SHORT TASK 1: Copy the part of the recipe between "300 grams (10.5 ounces) granulated" and "minutes before straining.", inclusive.
SHORT TASK 2: Using the recipe, say whether each statement agrees with it: (a) the milk mixture sits for 10 minutes before it is strained; (b) the rice, water and salt are cooked over high heat; (c) the peel of three lemons is used. Answer each with yes or no and quote the words from the recipe that decide it.

3 liters (12 2/3 cups) milk

350 milliliters (1 1/2 cups) heavy cream

Peel of 3 lemons

3 star anise

2 Ceylon cinnamon sticks

300 grams (10.5 ounces) arborio rice

500 milliliters (2 cups plus 2 tablespoons) water

Pinch kosher salt

300 grams (10.5 ounces) granulated sugar

60 grams (about 2 ounces) unsalted butter

Powdered sugar, for dusting

Berries, for serving

Directions

Special equipment:
a paella pan, optional; a brûlée iron
  1. In a small pot, add the milk, heavy cream, lemon peels, star anise and cinnamon sticks and bring to a simmer over medium heat. Turn off the heat and allow it to sit for 10 minutes before straining.
  2. In a paella pan or a large skillet with tall sides (2 to 3 inches), add the rice, water and salt and cook over medium heat, stirring constantly, until all of the water is absorbed and the rice "blooms" or is ready to absorb more liquid, about 5 minutes. Drop the heat to medium low.

SUPPLIED RECORDS:
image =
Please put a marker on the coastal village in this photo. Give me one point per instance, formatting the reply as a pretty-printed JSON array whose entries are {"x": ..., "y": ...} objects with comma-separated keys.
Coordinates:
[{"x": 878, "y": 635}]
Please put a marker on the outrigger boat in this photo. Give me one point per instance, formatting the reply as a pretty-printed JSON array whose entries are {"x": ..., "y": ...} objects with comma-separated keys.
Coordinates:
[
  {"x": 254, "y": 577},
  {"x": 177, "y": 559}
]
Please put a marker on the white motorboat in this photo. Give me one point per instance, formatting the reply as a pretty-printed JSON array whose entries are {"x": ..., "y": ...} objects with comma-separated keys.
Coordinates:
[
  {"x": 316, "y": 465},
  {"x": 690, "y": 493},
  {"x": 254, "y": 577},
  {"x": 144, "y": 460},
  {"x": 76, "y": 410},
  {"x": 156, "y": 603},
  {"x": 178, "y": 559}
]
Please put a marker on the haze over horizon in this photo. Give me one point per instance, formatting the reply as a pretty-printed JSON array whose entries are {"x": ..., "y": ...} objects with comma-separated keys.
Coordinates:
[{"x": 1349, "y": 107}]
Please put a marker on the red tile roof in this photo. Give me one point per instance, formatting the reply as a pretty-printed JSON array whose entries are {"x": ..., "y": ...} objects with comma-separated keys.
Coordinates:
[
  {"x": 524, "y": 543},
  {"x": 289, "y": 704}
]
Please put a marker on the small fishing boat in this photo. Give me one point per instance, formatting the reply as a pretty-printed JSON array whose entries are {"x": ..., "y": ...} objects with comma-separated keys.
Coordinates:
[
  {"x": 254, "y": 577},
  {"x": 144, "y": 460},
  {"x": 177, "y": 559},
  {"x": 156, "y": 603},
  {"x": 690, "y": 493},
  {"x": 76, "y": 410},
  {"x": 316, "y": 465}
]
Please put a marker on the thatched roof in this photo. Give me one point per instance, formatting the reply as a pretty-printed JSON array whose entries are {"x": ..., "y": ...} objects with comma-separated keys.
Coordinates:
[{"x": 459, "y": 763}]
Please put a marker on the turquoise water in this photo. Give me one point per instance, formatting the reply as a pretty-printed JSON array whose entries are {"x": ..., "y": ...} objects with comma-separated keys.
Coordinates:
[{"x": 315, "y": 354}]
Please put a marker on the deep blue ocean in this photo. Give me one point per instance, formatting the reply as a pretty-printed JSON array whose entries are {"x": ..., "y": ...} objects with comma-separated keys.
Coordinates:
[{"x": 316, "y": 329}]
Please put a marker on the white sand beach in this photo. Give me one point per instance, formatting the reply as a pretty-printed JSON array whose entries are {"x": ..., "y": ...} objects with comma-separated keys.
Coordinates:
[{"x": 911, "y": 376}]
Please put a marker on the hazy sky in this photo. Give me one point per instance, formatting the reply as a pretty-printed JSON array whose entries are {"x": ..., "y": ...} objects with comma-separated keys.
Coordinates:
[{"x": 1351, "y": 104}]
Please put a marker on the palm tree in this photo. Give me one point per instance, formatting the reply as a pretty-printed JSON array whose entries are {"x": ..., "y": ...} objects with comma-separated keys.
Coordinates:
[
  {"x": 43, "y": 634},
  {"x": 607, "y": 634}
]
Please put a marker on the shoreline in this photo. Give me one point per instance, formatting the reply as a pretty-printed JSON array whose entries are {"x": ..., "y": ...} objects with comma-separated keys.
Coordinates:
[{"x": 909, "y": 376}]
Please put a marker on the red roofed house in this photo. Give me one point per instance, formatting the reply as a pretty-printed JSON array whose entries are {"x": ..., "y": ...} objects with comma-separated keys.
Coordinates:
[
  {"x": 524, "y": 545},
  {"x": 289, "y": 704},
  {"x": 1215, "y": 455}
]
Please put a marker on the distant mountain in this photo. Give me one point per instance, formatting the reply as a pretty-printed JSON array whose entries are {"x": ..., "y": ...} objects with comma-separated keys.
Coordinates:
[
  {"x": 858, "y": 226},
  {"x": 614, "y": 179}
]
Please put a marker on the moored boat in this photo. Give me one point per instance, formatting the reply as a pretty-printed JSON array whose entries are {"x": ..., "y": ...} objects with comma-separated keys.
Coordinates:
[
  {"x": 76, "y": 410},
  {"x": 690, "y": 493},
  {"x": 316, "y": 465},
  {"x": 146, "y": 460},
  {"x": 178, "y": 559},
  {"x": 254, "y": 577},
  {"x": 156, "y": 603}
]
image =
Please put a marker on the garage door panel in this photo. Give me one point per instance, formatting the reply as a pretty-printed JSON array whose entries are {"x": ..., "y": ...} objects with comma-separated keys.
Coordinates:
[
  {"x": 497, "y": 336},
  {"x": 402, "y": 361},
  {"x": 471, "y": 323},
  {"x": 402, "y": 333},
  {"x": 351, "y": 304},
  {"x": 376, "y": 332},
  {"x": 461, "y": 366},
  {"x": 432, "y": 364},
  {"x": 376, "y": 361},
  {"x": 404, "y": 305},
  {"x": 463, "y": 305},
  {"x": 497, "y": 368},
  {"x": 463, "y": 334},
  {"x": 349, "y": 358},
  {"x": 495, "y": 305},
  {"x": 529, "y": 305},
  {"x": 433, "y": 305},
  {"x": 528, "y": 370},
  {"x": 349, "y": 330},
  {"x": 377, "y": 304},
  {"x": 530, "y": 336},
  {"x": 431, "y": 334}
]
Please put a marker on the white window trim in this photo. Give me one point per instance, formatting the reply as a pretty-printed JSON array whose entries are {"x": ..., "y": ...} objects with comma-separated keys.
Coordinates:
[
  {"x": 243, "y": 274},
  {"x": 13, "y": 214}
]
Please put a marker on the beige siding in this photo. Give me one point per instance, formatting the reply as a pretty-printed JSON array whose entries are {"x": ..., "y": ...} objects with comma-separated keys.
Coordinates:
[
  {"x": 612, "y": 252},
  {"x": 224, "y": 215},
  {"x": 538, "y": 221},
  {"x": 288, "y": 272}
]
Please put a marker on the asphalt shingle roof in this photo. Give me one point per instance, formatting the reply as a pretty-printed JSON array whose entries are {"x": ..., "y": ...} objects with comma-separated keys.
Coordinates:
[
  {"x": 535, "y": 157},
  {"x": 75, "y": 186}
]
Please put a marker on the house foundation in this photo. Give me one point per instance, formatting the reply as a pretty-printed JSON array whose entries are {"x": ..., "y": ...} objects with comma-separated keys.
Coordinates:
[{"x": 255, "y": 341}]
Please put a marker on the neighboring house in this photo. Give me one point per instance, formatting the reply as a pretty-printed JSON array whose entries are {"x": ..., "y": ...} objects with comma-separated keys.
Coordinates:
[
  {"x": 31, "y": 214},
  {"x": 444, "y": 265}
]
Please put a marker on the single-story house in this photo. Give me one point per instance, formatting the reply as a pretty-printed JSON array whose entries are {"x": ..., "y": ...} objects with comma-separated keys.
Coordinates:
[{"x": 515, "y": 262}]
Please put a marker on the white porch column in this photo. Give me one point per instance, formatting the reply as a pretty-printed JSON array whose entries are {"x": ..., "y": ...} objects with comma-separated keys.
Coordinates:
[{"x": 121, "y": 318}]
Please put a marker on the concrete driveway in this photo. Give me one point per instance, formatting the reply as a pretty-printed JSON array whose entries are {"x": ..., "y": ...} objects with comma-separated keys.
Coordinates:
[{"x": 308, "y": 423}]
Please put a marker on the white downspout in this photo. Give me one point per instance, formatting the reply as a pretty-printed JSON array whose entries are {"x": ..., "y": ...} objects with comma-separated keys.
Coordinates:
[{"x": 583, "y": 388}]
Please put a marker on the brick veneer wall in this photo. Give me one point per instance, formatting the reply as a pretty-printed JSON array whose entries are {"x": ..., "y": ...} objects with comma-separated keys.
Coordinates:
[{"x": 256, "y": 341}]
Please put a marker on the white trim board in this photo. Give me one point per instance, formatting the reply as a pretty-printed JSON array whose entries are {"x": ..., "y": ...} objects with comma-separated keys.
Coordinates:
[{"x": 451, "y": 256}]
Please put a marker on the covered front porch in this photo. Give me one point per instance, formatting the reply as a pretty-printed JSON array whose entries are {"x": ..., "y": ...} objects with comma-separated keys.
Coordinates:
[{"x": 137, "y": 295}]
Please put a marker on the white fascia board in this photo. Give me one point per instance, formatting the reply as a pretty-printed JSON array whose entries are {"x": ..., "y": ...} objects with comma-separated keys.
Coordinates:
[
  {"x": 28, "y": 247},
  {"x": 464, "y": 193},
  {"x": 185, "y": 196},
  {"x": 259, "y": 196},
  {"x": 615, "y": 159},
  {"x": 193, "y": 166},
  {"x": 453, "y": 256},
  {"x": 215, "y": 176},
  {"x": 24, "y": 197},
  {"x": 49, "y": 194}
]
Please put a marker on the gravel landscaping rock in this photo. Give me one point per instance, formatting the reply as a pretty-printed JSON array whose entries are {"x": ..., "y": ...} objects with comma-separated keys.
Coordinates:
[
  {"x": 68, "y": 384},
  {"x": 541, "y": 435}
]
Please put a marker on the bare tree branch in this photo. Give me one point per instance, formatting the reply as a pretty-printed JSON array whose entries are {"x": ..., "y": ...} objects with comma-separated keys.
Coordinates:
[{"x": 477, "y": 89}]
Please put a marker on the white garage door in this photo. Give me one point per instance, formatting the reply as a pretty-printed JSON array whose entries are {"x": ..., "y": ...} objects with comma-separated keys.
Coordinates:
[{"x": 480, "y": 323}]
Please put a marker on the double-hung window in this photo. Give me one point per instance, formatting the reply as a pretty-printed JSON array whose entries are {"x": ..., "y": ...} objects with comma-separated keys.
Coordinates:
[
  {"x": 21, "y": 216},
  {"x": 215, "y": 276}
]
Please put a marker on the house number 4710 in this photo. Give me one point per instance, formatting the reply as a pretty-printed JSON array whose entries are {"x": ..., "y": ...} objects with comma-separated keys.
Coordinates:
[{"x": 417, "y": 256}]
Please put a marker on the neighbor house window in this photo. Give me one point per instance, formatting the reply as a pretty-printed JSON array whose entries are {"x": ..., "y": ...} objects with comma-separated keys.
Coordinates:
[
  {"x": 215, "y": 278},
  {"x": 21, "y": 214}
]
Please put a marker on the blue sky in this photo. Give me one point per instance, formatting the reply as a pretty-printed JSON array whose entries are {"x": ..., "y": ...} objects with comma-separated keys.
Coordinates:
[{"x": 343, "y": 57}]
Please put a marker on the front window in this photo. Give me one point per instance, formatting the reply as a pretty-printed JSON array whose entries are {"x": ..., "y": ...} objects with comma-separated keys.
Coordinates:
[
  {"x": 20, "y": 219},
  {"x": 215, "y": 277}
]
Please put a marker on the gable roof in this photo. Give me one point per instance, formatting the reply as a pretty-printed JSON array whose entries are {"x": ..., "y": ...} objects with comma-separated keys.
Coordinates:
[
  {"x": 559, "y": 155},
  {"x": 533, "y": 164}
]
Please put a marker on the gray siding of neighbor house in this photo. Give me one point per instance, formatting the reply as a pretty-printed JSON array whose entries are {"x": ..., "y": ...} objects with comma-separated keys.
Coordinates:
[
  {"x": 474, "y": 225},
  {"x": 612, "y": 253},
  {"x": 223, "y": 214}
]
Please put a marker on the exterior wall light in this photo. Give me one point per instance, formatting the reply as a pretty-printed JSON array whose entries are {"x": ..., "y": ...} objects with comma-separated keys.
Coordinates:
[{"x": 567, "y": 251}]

COMPLETE OUTPUT 1:
300 grams (10.5 ounces) granulated sugar

60 grams (about 2 ounces) unsalted butter

Powdered sugar, for dusting

Berries, for serving

Directions

Special equipment:
a paella pan, optional; a brûlée iron
  1. In a small pot, add the milk, heavy cream, lemon peels, star anise and cinnamon sticks and bring to a simmer over medium heat. Turn off the heat and allow it to sit for 10 minutes before straining.

COMPLETE OUTPUT 2:
(a) Yes: "allow it to sit for 10 minutes before straining"
(b) No: "cook over medium heat, stirring constantly"
(c) Yes: "Peel of 3 lemons"